Exercise instructions. Set down every record below exactly as written.

○ ○ ○

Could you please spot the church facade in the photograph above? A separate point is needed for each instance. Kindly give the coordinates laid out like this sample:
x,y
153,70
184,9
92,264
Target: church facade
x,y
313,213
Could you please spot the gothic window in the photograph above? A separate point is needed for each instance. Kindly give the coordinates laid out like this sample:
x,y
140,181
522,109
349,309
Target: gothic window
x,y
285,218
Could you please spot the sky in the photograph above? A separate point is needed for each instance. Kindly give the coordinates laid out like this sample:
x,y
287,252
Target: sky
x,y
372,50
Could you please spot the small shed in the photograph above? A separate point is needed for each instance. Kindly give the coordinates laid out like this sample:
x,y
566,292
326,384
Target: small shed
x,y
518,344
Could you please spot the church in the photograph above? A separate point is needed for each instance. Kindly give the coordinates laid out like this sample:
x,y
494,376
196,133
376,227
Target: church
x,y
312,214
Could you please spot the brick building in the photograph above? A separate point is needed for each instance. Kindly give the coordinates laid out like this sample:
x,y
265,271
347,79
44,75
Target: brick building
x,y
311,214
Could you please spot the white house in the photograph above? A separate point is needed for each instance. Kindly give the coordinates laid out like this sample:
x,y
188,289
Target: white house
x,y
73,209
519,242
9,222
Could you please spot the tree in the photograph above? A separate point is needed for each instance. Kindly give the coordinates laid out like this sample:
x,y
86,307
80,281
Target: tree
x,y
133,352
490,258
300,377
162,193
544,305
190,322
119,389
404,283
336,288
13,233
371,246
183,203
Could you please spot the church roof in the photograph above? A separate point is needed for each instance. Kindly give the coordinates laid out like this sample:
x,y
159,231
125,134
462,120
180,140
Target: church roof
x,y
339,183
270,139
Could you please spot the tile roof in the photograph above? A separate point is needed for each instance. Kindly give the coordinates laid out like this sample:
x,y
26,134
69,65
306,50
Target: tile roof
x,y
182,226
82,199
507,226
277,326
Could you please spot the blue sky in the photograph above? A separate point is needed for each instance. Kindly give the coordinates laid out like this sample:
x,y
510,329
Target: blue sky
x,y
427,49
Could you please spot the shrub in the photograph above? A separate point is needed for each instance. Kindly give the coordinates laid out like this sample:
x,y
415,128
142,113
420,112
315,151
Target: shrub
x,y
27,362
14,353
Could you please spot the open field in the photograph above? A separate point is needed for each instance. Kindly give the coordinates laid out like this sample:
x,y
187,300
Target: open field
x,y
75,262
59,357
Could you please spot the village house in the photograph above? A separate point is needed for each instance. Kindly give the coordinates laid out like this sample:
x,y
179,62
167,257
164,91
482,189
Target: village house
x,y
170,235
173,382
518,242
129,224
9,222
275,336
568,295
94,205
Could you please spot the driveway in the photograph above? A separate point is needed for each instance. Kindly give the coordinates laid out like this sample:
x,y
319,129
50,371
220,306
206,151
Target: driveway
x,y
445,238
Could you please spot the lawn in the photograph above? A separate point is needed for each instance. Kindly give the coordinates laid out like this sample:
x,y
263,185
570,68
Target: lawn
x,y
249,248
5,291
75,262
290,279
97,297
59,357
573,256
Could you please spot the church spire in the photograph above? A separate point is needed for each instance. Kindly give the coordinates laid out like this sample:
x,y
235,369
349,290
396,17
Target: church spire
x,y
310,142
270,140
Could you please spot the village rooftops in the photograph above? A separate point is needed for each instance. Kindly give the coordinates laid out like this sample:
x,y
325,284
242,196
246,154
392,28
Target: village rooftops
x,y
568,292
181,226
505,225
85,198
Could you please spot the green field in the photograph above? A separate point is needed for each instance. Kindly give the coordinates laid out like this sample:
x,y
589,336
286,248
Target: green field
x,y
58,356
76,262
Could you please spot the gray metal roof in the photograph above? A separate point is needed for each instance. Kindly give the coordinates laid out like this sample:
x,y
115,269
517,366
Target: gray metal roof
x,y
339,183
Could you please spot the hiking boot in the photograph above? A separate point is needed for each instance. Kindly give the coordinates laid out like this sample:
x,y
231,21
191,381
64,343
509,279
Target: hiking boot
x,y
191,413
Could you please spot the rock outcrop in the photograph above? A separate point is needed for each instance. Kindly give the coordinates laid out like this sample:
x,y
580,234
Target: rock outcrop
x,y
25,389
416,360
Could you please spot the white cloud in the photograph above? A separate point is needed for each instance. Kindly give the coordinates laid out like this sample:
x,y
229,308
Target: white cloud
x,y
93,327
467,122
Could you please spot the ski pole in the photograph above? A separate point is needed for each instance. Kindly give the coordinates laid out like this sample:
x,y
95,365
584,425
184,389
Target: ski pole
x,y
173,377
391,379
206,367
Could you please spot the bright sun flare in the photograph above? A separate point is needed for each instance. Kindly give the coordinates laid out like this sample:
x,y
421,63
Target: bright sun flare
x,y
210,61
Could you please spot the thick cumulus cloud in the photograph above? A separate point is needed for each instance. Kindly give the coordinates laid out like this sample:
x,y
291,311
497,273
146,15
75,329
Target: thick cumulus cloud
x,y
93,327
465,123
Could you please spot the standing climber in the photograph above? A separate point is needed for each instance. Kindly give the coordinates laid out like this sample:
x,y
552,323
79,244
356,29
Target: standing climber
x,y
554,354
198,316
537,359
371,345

○ ○ ○

Answer for the task.
Could you please spot the church facade in the photograph above? A separate point is needed for each instance. Kindly give the coordinates laid out like this sample:
x,y
153,70
184,9
92,264
Target: church facade
x,y
313,213
Could you please spot the gothic window in the photograph above? A separate point is needed for each instance. Kindly give the coordinates laid out like this sample:
x,y
140,181
522,109
349,309
Target: gothic window
x,y
285,218
Could you please spot the sky in the photograph above? A separate point is needed for each instance. Kindly give the coordinates laid out like this sample:
x,y
287,252
Target: sky
x,y
372,50
Could you please spot the small shed in the photograph above? A separate point is needed for each instance. Kindly give the coordinates laid out like this sample:
x,y
566,292
326,384
Target: small shed
x,y
518,344
Could you please spot the church in the photograph above? A separate point is needed for each instance. Kindly give the coordinates laid out like this sample:
x,y
494,376
196,133
376,227
Target: church
x,y
312,214
Could you please spot the brick building in the photograph above? A separate point is needed for each instance. Kindly give the coordinates laid out like this sample:
x,y
265,271
347,79
44,75
Target: brick building
x,y
311,214
Could you please spot the white house in the photograph above? A separate point is needed for each instance. Kindly give the coordinates laid out like this sample:
x,y
188,289
Target: white house
x,y
73,209
519,242
9,222
Could you please spot the tree in the photograph above? A separate point is needed for each instance. Kindly give the coordinates laid out like this sample:
x,y
86,307
80,281
Target: tree
x,y
133,352
490,258
300,377
162,193
544,305
190,322
119,389
404,283
336,288
13,233
371,246
183,203
Could you please spot the church roof in the photograph above? A separate point is needed for each instance. Kindly give the coordinates laid out like this sample:
x,y
159,231
125,134
462,120
180,140
Target: church roof
x,y
339,183
270,139
Could you please spot the tile roof in the photograph above? A separate point is needed for each instance. Kindly give the coordinates laid out like this sample:
x,y
26,134
69,65
306,50
Target: tile roof
x,y
182,226
82,199
507,226
277,326
Could you please spot the blue sky in the photograph above? A separate point is needed for each instance. Kindly give the coordinates laid out like this sample:
x,y
510,329
Target: blue sky
x,y
427,49
Could you please spot the shrub in the photograph above? A separate point is needed for each instance. Kindly give the coordinates laid out like this sample:
x,y
415,128
142,113
420,112
315,151
Target: shrub
x,y
27,362
14,353
Could you please spot the open field in the photograph above? A separate point is needed for each instance. Kindly give the coordinates laid out like this sample:
x,y
187,300
Target: open field
x,y
75,262
59,357
Could you please spot the village house in the photograph above? A separate point is needed for each instance. Kindly give the coordinates laid out like this sample:
x,y
179,62
167,257
164,91
482,189
Target: village house
x,y
170,235
173,382
518,242
129,224
9,222
275,336
568,295
94,205
Could you please spot the driveway in the photograph above? A separate point is needed for each instance. Kindly give the coordinates laid out like this sample:
x,y
319,129
50,371
220,306
206,151
Target: driveway
x,y
445,238
Could you please spot the lawn in the photograph above? A separate point is needed for each instance. Kindly give the coordinates laid out like this sample:
x,y
263,185
570,68
Target: lawn
x,y
249,248
5,291
75,262
290,279
97,297
59,357
573,256
Could you please spot the church spire in the photograph above? A separate point is needed for each instance. Kindly give the coordinates laid out like this sample:
x,y
235,369
349,290
396,17
Target: church spire
x,y
310,142
270,140
Could you please spot the village rooftops in the photograph above? A separate point is needed for each instance. Kindly give the coordinates laid out like this sample:
x,y
325,284
242,196
246,154
392,28
Target: village rooftops
x,y
568,292
181,226
505,225
85,198
Could you please spot the green field in the photograph above? A separate point is needed for each instance. Kindly give the coordinates laid out like this sample:
x,y
589,336
286,248
Target: green field
x,y
58,356
76,262
Could you please spot the gray metal roof in the photograph above? A separate point is needed for each instance. Kindly give the coordinates laid out like this sample:
x,y
115,269
517,366
Target: gray metal roof
x,y
339,183
Could you please spot the hiking boot in the photograph above? A separate point is needed for each instance. Kindly give the coordinates laid out like this sample:
x,y
231,21
191,381
64,343
509,279
Target: hiking boot
x,y
191,413
Could you please spot the rock outcrop in the photograph above? A separate point is needed for each instance. Kindly give the coordinates laid out like this sample:
x,y
580,234
Target: rock outcrop
x,y
25,389
416,360
Could you please spot the white cloud in the photograph above? A separate point is needed for each instance. Kindly give the coordinates laid out like this sample:
x,y
229,308
Target: white cloud
x,y
93,327
467,122
Could you please spot the ski pole in the photograph above? A separate point is needed for each instance. Kindly give the coordinates laid out like this sample:
x,y
95,365
584,425
184,389
Target: ski pole
x,y
173,377
391,379
206,367
Could you please spot the bright sun flare in the photograph above? A separate point is needed for each instance. Kindly give the coordinates laid out like this sample:
x,y
421,63
Target: bright sun flare
x,y
210,61
Could you please spot the thick cumulus cloud in the photograph above? A separate point is needed for each instance. Kindly give the coordinates laid out like this sample:
x,y
291,311
497,273
146,15
75,329
Target: thick cumulus cloud
x,y
93,327
465,123
Could you please spot the standing climber in the photograph above? A separate point is needed for each instance. Kindly give the coordinates laid out like this sample:
x,y
552,323
79,244
356,29
Target: standing climber
x,y
554,354
198,316
537,359
371,345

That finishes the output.